● **Stated task**
Extract each line of the listing below that contains the string "roof". Case counts, so a line matches only if its letters have the same capitalization.

● **Records supplied**
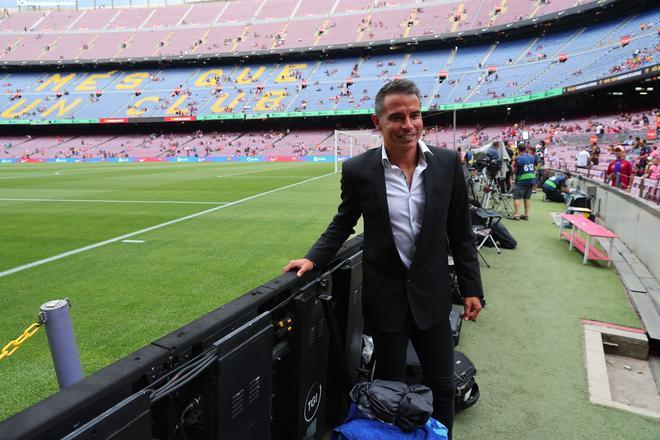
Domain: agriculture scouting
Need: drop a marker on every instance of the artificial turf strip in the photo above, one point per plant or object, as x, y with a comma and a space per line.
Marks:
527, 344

==

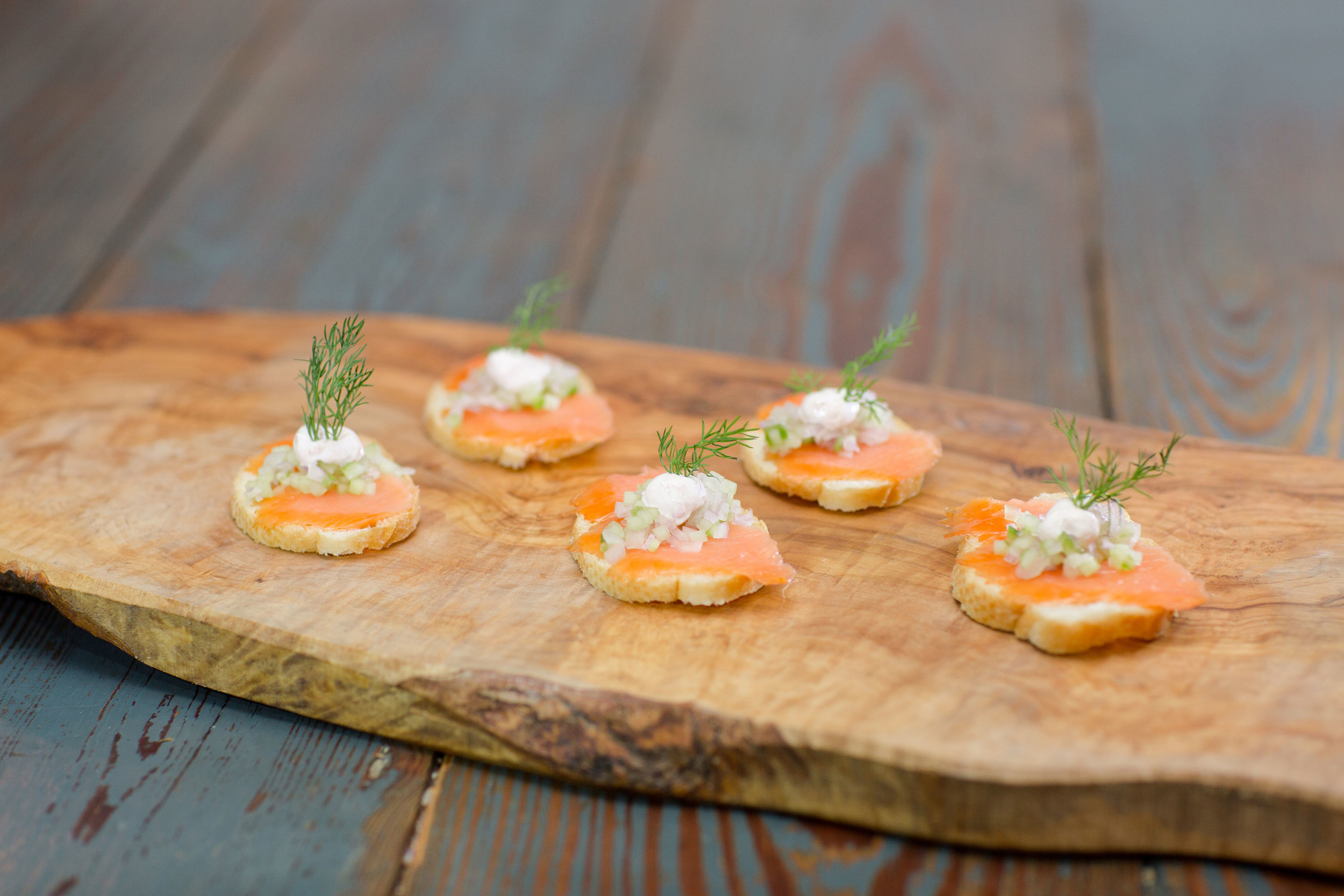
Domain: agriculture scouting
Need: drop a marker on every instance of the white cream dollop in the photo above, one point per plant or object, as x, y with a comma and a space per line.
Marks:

---

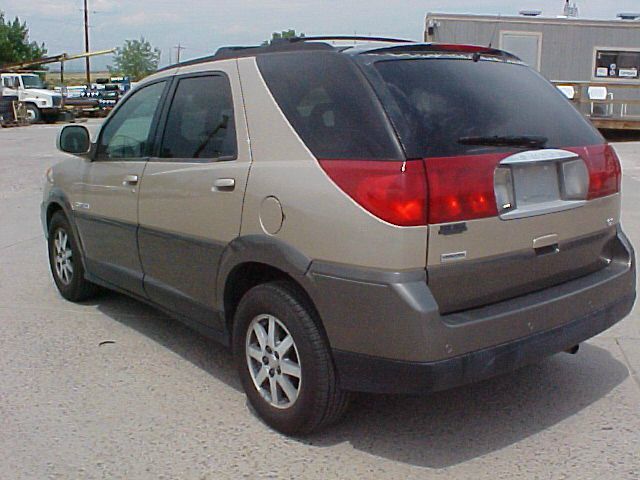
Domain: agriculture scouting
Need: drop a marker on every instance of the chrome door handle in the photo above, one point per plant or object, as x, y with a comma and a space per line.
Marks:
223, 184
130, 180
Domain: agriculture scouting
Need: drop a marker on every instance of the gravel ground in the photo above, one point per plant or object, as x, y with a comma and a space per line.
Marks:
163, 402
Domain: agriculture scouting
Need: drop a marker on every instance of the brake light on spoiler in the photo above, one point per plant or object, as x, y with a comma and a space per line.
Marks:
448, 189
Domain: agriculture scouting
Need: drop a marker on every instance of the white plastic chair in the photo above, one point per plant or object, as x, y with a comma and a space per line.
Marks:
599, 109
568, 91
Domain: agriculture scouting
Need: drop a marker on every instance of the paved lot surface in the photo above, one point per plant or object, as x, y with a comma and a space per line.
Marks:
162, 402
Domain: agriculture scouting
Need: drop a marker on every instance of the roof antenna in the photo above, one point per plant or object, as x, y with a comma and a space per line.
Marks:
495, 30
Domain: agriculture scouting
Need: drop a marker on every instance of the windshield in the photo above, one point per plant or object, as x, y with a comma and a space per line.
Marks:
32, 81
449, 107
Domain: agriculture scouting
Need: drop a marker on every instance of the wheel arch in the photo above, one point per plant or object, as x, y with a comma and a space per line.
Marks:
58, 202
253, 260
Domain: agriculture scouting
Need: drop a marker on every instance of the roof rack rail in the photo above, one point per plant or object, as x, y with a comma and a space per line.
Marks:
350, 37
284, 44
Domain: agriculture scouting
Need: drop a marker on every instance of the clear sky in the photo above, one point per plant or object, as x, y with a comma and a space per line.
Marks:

● **Final result**
Need: drop a marker on every instance of the roof antenna in the photo above, one point per plant or object, as x, y with a comma and a space per line.
Need: drop a marker on every instance of the roof rack rail in the photo above, one point per plant or object, as x, y with a comma and a space per line.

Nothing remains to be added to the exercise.